What you need is to require new construction to have a certain density along with building standards (sunlight, insulation, etc.).
Just deregulating exposes the land to the whim of the developer’s good will — trusting them not to get the most bang for the buck out of building a slum, which is a fickle guarantee.
If there’s no short term profitability, public sector needs to step in. Housing is infrastructure, it’s crucial to the land’s growth.
We should distinguish between technical standards and zoning.
You can enforce technical standards so that no "slum-like" building gets built, and already in the planing phase. Zoning is more about precluding certain type of buildings, or maybe any new buildings, altogether.
If every developer was able to build as much housing as they ever wanted, the quality would go up through competition.
In pretty much every other sector of the economy, the government regulates safety, and quality comes via competition. Housing should be no different.
But because we've artificially throttled the amount of housing that can be built, the best way to improve profits is to push down the quality as the buyers don't really have an alternative
I'm not an economist but my armchair opinion thinks you're wrong about quality going up; competition is about driving pricing down and undercutting others, cutting corners as much as possible.
Take Amazon or the Chinese webshops, they've flooded the market with products that do the same thing but cheaper, but whose quality is way lower.
Take the acquisitions of e.g. power tool brands by investors, who then use the brand's brand awareness and quality inertia to cut costs and boost their profit margin.
Take hotels, which used to feel luxurious but which have over time been redesigned to require minimal maintenance and personnel.
The only competitive market where they try to one-up each other on quality is aimed at the rich where money is not an issue. The middle ground is disappearing.
I would expect the competition to work the same way it does in laptops, cars or food: producing everything from cheapest-still-legal options to outright luxury. We have this sort of choice in most sectors of the economy.

▬▬▬▬▬▬

- **Exercise**: Please continue the housing discussion from its last line. The items have no part in this.

▬▬▬▬▬▬

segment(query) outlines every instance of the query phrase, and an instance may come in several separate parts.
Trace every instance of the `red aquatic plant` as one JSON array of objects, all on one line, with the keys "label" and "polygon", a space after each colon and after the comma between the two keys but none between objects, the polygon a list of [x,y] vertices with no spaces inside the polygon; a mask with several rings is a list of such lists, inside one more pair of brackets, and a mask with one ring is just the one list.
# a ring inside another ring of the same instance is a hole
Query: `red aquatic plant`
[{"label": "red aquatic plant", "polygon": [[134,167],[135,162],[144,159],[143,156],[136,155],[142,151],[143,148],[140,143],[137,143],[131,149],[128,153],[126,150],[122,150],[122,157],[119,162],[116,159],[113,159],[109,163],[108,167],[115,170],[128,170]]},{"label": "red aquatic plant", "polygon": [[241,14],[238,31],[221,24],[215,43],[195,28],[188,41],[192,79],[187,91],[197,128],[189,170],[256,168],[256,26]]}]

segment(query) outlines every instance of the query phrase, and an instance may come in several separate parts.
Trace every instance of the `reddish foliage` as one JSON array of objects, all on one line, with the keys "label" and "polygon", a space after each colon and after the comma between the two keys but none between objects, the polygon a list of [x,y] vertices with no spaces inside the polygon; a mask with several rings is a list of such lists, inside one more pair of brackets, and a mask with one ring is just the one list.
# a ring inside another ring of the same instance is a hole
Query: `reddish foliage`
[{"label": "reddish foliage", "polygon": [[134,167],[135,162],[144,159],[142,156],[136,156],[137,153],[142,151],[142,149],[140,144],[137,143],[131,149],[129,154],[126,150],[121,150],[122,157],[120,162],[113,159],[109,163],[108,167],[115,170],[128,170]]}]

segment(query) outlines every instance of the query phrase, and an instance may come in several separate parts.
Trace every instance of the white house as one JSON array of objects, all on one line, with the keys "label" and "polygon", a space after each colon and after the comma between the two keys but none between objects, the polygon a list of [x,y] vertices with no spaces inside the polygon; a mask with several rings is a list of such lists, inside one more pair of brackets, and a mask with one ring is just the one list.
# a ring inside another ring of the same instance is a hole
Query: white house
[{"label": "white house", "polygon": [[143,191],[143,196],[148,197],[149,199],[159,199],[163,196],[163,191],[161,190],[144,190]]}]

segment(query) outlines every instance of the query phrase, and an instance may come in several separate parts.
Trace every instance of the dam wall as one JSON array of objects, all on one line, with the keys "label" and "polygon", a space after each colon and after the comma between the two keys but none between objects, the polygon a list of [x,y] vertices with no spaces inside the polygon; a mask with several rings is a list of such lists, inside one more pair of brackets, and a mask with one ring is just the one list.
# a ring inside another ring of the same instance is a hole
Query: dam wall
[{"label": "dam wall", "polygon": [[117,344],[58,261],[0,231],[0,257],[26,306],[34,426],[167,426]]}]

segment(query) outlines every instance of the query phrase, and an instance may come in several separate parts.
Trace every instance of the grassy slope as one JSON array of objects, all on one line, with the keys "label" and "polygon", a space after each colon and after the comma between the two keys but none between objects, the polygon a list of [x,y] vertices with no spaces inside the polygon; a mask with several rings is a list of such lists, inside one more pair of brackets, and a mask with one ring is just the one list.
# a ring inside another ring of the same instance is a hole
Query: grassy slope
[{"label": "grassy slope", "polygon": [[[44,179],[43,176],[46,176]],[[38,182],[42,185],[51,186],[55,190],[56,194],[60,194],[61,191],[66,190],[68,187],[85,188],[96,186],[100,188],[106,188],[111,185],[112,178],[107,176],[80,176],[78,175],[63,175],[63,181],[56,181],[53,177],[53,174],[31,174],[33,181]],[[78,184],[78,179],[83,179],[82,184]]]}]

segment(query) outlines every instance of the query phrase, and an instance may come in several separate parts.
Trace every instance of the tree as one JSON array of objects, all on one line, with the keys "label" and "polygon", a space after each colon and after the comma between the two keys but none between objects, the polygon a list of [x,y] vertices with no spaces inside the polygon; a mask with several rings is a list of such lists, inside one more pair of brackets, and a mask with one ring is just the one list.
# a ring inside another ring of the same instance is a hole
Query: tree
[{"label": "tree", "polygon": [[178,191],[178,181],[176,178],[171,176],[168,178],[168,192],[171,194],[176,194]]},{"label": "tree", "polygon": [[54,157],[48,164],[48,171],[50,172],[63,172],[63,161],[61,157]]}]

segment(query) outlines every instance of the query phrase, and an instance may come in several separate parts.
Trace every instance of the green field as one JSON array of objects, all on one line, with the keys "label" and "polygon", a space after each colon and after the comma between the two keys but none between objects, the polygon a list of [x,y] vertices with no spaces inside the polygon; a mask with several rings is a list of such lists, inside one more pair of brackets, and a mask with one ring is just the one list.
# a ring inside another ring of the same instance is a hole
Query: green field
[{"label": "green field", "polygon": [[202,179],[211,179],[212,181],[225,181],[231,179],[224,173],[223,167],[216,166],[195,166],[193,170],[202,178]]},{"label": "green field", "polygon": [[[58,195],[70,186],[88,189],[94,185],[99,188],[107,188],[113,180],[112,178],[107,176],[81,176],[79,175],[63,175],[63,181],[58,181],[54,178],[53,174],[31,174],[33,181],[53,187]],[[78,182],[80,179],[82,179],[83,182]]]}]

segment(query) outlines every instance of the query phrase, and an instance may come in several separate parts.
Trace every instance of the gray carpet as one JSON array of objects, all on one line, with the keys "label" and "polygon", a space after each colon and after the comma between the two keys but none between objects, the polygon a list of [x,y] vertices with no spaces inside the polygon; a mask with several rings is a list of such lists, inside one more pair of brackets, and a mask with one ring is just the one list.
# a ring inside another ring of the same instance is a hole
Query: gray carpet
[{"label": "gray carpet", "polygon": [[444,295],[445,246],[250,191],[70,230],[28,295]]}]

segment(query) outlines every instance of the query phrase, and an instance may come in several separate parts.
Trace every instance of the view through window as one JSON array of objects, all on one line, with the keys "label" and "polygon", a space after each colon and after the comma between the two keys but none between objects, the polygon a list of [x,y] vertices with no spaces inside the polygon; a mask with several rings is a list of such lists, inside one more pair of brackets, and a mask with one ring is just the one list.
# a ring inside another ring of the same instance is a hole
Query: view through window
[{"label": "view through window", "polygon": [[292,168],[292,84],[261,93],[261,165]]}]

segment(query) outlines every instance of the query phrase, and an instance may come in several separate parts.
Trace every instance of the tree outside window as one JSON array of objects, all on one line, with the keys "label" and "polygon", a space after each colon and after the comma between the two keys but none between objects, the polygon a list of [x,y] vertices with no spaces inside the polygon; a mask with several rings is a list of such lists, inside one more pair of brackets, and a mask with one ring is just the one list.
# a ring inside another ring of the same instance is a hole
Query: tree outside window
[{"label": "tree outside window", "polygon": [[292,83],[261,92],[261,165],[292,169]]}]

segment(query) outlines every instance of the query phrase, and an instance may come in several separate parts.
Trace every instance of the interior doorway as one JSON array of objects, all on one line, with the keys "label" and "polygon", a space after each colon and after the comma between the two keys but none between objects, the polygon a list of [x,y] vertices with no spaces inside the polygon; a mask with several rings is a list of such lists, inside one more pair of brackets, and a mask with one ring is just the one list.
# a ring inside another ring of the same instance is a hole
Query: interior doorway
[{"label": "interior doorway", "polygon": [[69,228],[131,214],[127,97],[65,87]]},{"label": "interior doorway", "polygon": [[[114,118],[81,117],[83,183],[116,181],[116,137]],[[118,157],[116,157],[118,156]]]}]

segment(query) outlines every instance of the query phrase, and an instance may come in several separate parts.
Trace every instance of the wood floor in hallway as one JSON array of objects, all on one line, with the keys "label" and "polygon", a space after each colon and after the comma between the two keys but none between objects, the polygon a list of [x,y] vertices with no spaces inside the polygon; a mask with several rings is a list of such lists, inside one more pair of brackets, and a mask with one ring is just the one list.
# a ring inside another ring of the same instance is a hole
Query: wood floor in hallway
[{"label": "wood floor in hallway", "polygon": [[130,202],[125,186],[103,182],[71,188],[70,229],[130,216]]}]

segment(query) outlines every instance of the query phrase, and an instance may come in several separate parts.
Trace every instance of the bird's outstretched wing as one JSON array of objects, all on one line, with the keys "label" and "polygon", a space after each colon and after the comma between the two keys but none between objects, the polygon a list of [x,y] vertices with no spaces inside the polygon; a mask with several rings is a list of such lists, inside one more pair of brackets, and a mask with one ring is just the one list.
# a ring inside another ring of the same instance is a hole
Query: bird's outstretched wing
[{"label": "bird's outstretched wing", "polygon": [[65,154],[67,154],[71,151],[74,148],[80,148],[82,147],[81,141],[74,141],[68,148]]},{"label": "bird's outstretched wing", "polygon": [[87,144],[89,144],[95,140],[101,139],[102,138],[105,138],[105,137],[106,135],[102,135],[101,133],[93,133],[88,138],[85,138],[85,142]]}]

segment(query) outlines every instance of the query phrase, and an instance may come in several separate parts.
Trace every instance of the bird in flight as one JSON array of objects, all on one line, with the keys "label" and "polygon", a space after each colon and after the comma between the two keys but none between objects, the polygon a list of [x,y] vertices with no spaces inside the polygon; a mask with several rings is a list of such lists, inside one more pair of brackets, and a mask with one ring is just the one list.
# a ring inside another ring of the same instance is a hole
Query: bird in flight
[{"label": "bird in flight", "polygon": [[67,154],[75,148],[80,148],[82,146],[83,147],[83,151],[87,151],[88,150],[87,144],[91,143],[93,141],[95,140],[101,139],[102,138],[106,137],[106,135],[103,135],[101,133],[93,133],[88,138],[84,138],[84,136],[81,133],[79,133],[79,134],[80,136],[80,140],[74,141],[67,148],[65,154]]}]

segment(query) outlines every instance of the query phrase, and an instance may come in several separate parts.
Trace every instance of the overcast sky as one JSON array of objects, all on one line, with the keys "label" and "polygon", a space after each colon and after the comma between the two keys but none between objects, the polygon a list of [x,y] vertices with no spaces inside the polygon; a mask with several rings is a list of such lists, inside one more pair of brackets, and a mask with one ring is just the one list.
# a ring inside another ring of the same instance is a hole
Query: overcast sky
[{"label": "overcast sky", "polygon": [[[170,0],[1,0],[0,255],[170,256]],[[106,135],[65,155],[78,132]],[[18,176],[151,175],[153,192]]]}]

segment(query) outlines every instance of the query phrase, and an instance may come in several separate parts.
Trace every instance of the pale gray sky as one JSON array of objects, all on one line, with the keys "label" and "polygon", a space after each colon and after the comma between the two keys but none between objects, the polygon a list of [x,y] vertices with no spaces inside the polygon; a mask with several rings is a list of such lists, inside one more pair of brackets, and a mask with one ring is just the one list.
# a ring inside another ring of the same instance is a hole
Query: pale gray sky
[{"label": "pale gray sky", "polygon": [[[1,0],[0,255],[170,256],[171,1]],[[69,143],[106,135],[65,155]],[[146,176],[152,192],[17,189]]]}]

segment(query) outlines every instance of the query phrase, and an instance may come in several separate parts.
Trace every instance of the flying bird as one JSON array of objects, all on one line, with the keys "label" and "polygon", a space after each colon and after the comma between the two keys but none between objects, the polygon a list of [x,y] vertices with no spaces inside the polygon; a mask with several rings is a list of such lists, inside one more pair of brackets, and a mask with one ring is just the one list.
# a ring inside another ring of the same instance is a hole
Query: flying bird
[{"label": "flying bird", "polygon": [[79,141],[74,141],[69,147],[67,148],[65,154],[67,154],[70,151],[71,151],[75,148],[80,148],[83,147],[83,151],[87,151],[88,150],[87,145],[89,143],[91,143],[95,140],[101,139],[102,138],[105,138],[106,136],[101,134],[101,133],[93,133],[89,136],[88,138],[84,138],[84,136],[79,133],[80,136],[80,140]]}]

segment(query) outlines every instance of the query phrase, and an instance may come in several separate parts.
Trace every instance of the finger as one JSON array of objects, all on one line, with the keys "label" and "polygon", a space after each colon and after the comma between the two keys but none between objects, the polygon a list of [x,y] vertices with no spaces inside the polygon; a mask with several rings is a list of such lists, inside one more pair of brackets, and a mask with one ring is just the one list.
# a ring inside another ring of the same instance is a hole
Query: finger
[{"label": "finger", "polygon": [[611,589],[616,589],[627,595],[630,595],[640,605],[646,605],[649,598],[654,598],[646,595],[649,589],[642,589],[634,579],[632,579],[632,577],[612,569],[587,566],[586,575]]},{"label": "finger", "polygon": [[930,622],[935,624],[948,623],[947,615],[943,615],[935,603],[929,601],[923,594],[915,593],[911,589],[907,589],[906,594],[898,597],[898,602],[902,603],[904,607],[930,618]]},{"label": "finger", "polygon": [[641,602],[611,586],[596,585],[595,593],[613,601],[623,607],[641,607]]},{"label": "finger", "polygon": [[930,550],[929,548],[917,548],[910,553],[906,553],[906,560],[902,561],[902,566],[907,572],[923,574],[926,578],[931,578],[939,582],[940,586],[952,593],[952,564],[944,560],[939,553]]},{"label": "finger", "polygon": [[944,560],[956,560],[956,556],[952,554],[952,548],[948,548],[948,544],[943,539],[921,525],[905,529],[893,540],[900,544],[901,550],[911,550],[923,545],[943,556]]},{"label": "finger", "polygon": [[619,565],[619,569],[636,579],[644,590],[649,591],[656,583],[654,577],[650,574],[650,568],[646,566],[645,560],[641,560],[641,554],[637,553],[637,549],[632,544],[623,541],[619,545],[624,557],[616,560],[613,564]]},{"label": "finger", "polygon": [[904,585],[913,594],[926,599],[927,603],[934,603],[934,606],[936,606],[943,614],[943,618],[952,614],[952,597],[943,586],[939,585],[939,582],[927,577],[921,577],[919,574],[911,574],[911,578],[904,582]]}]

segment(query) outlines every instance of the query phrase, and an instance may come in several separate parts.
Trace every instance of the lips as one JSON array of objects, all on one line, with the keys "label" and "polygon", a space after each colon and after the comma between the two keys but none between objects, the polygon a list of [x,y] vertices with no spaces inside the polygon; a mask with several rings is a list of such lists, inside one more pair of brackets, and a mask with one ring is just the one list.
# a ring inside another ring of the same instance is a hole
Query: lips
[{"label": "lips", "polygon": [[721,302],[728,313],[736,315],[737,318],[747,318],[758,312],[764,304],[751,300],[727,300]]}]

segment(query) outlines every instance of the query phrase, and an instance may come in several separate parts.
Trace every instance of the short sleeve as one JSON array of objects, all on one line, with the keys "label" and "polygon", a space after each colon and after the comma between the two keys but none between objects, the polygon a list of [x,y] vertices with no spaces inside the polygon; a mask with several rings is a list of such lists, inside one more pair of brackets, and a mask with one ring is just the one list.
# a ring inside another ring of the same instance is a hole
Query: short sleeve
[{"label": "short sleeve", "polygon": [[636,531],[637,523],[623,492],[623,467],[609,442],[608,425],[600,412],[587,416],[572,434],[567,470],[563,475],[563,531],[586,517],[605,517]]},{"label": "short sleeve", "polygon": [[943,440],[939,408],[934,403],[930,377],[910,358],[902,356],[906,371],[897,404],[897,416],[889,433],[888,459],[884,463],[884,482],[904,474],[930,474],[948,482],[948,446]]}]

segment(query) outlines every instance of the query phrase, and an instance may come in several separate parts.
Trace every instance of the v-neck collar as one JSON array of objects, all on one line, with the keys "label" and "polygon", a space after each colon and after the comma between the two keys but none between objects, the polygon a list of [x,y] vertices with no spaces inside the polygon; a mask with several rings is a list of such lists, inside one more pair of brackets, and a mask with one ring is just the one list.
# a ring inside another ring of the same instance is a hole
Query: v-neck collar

▬▬▬▬▬▬

- **Answer section**:
BTW A mediocre apartment in your name is still an apartment. I grew up in one, but in our then-relatively-precarious family situation, the fact that we weren't renting and no one could just throw us out made a lot of other problems and crises way, way more bearable. Even though the bathroom was subpar and the kitchen horribly old.
We shouldn't be dismissive of lower quality products if they still can provide value to their owners.
The problem is housing, in general, is a an inelastic good - we can't just apply free market thinking to it, it doesn't work. For a few reasons:
1. It takes a really long time to develop housing in a meaningful way, like on the order of decades to build communities.
2. People don't actually really choose where to live, it's a lot like hospitals. You live where your job is, which means the more economically strong a place is (city) the more housing you need. Which is why cities are dense. It might sound obvious, but it's not like choosing which brand of cereal to buy.
Competition would have that effect… in a perfect market, which is a theoretical construct. Especially in context of urbanism, building an abomination can hurt the entire community and takes space from proper construction.
Just deregulating exposes the land to the whim of the developer’s good will — trusting them not to get the most bang for the buck out of building a slum, which is a fickle guarantee.
If there’s no short term profitability, public sector needs to step in. Housing is infrastructure, it’s crucial to the land’s growth.